EXERCISE INPUT
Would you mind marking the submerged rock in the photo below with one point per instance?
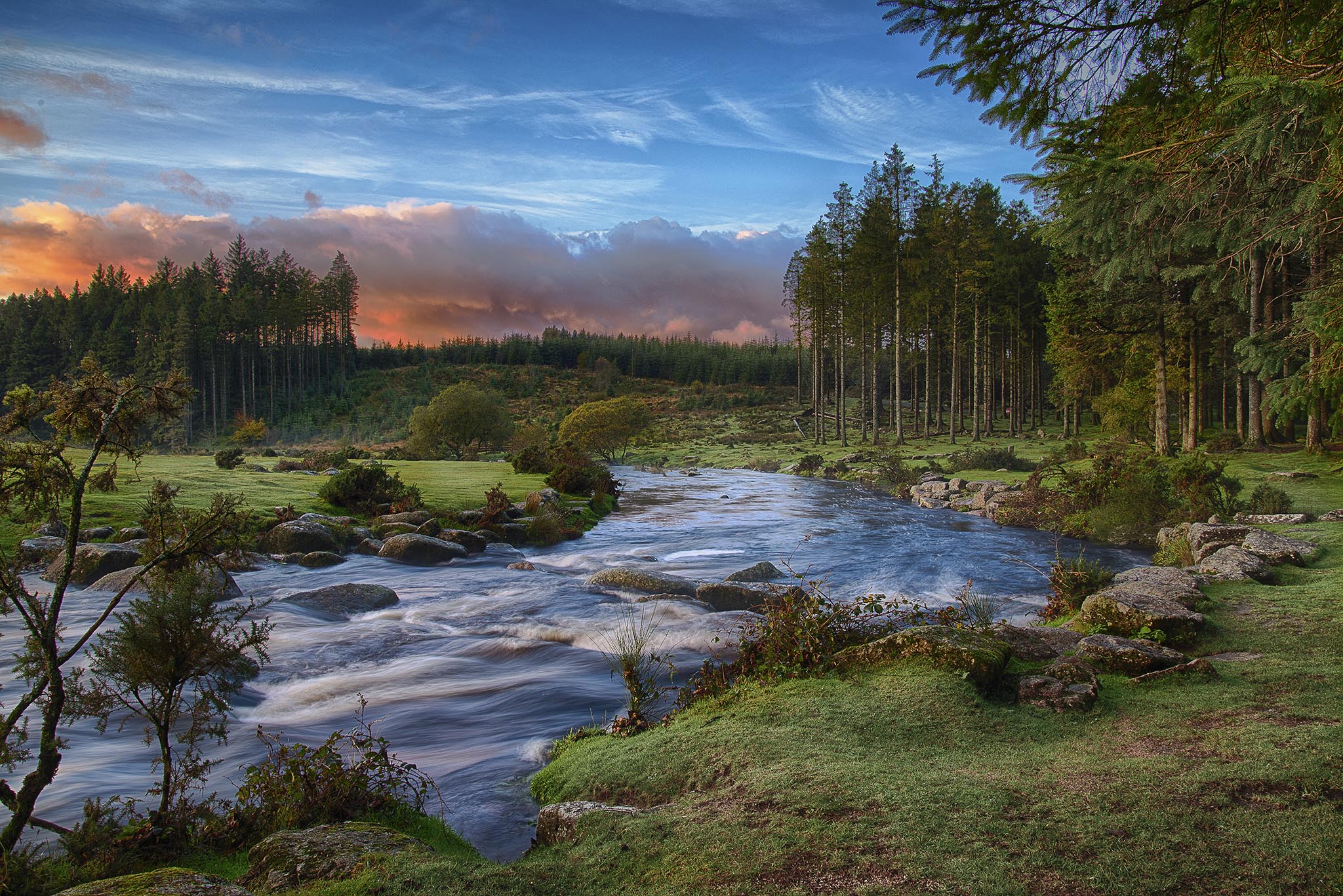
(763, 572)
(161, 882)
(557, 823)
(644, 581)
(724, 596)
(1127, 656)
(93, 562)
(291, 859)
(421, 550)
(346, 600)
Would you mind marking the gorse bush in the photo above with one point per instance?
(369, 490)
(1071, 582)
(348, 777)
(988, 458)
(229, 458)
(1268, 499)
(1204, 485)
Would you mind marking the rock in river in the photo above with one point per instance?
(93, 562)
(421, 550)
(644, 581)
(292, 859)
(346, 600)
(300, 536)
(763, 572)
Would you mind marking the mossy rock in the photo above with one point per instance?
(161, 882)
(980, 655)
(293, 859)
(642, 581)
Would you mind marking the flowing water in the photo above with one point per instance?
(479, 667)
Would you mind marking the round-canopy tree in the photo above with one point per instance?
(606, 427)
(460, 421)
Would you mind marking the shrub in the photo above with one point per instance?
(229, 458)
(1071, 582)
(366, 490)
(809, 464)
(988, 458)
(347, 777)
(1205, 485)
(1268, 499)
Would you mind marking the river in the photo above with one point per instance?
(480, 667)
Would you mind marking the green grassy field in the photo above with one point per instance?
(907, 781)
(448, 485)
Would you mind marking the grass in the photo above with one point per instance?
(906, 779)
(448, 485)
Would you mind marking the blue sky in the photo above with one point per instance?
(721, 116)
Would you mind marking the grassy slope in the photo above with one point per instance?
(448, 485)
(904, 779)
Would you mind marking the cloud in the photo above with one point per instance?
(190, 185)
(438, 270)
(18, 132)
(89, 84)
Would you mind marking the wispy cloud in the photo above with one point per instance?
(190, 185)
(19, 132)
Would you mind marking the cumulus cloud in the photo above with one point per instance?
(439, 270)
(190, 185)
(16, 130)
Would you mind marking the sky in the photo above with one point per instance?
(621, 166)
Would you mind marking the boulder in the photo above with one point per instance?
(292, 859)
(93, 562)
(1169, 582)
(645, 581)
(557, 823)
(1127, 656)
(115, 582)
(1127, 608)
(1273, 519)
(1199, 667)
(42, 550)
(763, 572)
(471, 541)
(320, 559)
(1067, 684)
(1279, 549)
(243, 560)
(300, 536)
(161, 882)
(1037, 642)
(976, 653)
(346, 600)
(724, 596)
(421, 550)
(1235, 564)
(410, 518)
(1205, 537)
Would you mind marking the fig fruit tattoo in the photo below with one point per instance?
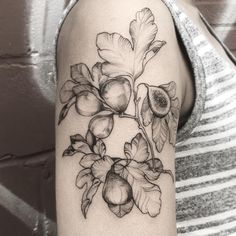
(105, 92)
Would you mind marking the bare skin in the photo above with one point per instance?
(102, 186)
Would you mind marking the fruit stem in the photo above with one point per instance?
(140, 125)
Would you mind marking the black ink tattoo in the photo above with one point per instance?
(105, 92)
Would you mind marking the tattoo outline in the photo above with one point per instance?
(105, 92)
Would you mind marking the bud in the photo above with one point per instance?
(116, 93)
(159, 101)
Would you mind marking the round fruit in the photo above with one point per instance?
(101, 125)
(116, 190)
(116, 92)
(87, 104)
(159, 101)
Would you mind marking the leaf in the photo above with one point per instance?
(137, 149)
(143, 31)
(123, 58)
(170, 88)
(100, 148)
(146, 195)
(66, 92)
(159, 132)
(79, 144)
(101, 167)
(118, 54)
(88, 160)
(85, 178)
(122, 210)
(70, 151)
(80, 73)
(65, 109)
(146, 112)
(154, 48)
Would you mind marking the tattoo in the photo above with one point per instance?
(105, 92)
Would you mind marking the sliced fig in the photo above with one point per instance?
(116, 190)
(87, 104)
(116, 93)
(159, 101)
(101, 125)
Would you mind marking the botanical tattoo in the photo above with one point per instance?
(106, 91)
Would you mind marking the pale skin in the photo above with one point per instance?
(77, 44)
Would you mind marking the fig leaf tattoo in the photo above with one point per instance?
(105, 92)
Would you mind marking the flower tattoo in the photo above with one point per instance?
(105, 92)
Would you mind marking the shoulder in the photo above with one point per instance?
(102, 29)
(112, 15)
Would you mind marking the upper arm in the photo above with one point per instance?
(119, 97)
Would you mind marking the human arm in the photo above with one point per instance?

---

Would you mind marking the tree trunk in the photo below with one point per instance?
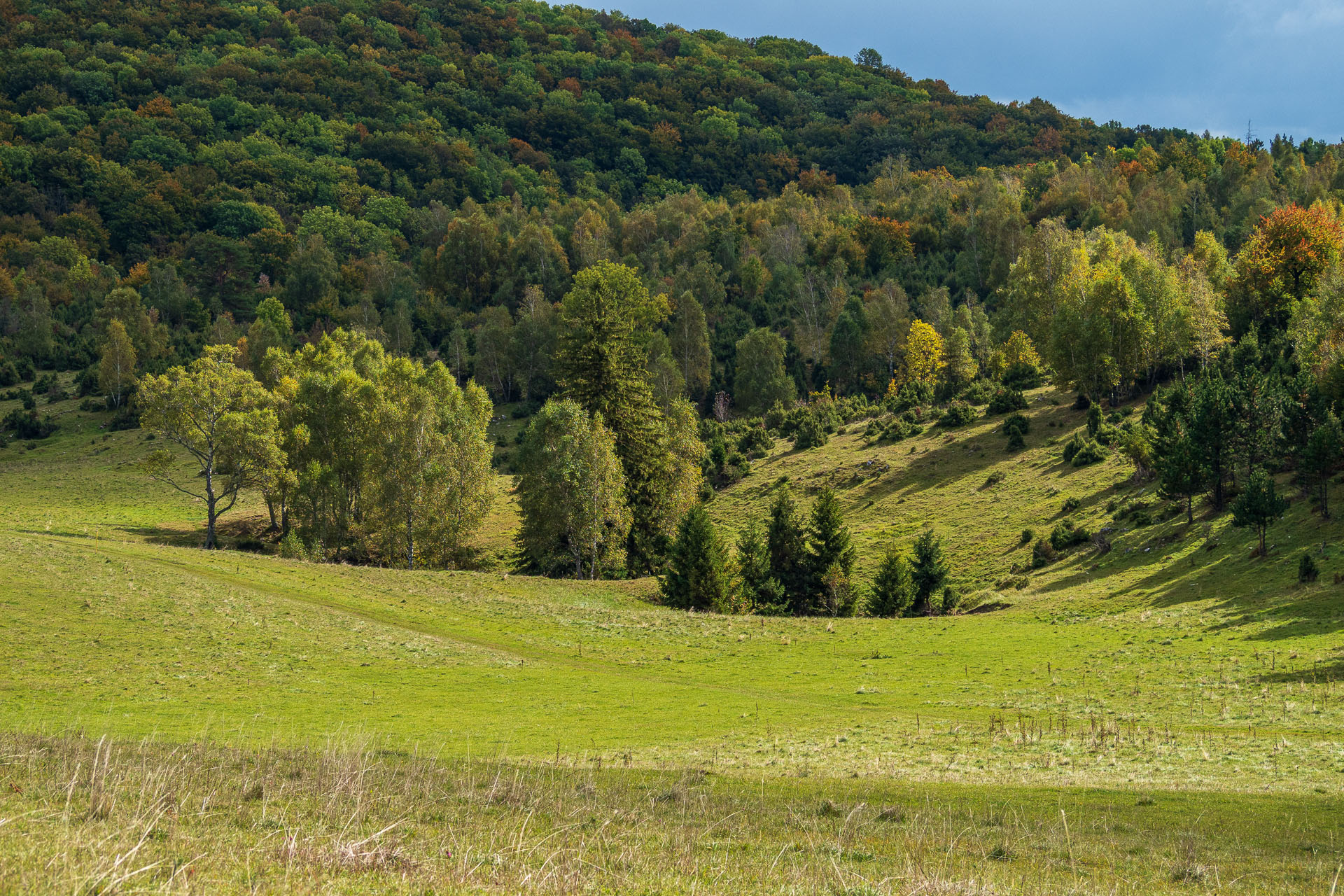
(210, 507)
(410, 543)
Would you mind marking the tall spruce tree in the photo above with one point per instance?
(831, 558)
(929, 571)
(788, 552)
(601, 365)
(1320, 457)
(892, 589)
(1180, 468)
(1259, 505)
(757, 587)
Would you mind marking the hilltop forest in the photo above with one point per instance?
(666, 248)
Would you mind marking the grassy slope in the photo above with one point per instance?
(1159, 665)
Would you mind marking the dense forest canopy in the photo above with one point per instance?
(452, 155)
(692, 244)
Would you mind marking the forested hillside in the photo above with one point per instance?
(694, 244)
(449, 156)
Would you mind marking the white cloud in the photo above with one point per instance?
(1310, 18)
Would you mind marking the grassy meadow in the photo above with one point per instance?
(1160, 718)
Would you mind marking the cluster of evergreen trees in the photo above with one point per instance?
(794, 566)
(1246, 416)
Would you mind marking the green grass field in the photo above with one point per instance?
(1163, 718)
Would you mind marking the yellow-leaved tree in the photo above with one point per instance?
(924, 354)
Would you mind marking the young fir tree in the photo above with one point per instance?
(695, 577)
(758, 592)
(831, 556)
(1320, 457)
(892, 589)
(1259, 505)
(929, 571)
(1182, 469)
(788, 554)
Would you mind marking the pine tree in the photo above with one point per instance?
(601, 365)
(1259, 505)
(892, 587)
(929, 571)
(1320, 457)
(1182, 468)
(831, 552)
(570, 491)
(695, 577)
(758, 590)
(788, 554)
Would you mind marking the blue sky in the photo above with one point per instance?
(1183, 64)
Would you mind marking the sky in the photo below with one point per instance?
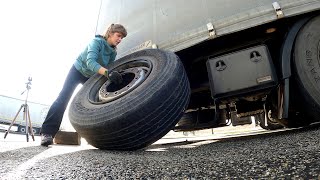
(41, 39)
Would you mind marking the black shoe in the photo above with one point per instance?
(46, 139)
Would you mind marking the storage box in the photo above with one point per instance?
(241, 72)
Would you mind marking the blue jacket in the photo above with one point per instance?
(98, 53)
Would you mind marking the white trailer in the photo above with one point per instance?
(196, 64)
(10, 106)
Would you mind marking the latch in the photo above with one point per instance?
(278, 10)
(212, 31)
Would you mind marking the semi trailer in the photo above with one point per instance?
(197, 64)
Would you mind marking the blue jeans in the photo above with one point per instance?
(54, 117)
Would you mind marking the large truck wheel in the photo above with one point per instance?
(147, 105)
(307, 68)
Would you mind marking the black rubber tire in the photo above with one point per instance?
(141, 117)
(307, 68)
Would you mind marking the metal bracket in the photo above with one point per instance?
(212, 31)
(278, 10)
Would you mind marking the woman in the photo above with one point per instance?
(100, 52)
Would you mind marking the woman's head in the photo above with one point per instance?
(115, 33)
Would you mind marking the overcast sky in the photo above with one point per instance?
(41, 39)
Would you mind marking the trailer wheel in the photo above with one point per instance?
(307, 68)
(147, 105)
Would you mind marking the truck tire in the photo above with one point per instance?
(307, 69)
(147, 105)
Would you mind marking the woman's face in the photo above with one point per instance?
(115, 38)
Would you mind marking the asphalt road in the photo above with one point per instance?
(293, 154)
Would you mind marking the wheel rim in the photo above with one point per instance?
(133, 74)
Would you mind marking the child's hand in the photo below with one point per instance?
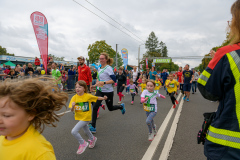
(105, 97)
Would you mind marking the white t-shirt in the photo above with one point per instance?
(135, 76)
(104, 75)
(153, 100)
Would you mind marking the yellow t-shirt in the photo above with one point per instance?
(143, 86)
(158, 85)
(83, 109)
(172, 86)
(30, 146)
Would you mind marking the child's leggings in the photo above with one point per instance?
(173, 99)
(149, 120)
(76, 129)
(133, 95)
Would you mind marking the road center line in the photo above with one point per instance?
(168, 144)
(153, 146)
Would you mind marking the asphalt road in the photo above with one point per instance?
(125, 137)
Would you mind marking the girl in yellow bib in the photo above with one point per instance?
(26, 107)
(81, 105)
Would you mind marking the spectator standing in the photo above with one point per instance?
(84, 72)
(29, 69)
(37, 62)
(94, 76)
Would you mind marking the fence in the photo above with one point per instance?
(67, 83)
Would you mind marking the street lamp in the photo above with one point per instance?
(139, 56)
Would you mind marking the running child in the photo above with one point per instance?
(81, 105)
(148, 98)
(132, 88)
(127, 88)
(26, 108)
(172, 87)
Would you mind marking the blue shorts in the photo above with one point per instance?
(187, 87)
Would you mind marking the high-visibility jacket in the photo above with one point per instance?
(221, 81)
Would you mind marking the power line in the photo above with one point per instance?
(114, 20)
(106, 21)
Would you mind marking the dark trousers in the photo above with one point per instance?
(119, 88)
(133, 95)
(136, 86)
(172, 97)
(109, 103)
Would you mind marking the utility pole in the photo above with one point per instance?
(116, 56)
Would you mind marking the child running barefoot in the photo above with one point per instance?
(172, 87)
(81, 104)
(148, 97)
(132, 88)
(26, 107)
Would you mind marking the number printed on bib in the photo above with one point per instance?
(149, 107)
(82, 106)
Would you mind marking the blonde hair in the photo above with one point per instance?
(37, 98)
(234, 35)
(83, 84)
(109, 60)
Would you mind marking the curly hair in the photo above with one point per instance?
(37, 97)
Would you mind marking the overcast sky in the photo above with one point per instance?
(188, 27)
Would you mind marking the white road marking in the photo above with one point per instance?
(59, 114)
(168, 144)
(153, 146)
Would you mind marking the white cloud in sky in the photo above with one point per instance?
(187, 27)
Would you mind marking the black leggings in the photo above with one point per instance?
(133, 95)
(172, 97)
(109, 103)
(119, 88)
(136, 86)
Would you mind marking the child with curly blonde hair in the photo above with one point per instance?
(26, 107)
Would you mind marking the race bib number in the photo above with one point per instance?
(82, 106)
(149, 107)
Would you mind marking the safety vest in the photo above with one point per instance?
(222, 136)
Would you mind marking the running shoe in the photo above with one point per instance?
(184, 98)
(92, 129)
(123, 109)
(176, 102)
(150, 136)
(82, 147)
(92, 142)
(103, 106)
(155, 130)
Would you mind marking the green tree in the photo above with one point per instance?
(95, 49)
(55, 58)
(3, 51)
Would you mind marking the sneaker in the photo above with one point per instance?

...

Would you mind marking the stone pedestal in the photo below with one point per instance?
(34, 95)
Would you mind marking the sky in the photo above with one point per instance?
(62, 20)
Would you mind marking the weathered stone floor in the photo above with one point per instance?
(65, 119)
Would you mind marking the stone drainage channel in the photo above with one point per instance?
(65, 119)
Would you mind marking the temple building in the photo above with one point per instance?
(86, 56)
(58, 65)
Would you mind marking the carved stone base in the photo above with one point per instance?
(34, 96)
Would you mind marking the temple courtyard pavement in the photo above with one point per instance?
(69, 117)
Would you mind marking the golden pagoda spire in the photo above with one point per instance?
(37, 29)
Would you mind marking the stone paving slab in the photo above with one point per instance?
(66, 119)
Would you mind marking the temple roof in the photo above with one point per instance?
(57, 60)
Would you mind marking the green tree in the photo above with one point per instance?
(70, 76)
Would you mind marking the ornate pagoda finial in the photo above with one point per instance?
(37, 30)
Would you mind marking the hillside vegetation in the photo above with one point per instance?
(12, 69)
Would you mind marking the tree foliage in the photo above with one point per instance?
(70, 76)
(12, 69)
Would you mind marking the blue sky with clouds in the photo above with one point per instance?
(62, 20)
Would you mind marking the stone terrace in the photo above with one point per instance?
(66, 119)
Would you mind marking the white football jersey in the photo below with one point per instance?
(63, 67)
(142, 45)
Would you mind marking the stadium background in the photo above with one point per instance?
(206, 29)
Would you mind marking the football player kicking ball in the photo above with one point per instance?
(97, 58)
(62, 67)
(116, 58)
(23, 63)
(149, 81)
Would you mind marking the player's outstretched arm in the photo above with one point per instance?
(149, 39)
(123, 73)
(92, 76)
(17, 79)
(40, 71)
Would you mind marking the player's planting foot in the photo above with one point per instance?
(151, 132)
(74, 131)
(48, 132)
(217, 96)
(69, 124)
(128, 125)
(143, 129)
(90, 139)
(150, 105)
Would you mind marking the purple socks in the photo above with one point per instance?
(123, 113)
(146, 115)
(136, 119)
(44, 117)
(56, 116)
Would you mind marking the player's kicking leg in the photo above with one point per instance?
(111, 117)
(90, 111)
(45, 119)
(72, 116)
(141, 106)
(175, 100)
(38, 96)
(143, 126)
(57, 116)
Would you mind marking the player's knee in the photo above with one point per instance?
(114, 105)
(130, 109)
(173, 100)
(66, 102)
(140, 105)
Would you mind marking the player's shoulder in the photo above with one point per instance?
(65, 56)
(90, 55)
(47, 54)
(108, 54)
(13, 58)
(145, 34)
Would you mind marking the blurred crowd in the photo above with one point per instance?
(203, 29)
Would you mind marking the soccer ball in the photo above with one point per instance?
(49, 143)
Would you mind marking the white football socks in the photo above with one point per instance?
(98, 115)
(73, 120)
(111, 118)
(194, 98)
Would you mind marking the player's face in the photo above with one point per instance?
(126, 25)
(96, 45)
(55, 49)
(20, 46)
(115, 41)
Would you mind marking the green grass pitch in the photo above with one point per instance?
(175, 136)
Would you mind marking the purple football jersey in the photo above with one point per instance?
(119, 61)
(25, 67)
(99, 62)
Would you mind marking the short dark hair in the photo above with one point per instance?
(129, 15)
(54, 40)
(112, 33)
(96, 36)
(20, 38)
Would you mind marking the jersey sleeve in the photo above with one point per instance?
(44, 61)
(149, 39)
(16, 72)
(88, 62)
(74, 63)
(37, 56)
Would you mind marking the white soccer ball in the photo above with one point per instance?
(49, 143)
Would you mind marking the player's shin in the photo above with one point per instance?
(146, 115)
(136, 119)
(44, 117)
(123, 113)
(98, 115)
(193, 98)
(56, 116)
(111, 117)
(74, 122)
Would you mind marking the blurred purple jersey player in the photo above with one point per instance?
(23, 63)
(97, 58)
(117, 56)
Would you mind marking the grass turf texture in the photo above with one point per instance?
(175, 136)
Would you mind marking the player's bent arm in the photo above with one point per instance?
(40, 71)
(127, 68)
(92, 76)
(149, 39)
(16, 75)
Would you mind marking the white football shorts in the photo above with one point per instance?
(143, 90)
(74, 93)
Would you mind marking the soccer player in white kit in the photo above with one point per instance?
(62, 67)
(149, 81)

TASK REQUIREMENTS
Identify each line of the entries above that contains the string "temple" and copy every such line.

CORRECT RESPONSE
Would you mind marking the temple building in the photo above with one point per instance?
Would you mind marking the temple courtyard pavement in the photo above with one point per instance?
Would you mind marking the temple roof in the photo above with one point per instance?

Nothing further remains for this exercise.